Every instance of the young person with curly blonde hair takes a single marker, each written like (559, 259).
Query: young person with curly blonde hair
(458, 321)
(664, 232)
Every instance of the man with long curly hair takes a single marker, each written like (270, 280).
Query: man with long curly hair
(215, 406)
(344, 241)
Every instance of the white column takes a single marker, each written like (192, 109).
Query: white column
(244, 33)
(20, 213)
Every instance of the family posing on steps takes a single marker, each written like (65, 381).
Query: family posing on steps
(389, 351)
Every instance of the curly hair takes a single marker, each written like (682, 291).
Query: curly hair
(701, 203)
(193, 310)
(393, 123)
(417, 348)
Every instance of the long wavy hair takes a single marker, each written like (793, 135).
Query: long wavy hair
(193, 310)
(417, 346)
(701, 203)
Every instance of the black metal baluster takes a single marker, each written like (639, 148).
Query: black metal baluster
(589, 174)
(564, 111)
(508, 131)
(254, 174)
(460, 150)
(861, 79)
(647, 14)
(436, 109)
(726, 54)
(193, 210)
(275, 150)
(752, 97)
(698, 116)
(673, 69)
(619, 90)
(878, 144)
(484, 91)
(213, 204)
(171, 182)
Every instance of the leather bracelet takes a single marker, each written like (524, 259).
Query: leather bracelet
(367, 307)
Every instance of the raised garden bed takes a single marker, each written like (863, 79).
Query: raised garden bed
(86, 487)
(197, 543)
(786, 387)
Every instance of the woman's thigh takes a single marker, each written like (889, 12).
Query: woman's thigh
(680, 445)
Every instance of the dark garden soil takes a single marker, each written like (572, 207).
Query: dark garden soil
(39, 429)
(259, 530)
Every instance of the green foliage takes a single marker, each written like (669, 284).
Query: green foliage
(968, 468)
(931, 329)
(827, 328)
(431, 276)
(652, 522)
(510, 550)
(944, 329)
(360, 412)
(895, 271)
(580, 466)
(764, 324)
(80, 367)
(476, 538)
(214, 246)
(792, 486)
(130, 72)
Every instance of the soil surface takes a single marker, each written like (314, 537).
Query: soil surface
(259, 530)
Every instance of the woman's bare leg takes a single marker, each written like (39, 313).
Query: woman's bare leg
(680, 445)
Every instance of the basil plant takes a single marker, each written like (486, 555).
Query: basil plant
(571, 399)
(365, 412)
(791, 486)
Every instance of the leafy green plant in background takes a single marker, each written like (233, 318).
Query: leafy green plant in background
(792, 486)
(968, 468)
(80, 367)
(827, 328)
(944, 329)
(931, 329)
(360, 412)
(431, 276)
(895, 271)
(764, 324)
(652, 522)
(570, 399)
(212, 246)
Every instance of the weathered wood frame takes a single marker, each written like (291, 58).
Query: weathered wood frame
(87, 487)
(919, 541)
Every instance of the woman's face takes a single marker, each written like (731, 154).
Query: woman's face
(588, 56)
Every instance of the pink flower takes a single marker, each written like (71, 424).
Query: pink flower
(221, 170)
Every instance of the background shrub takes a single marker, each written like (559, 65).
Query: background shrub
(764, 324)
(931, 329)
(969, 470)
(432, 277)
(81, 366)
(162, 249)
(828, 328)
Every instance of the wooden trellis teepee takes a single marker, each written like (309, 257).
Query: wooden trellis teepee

----------------

* **What this task involves**: Using the material, show each line where the string "teepee" can be found.

* **Answer below**:
Every instance of the wooden trellis teepee takes a single marker, each written like (309, 257).
Query: wooden trellis teepee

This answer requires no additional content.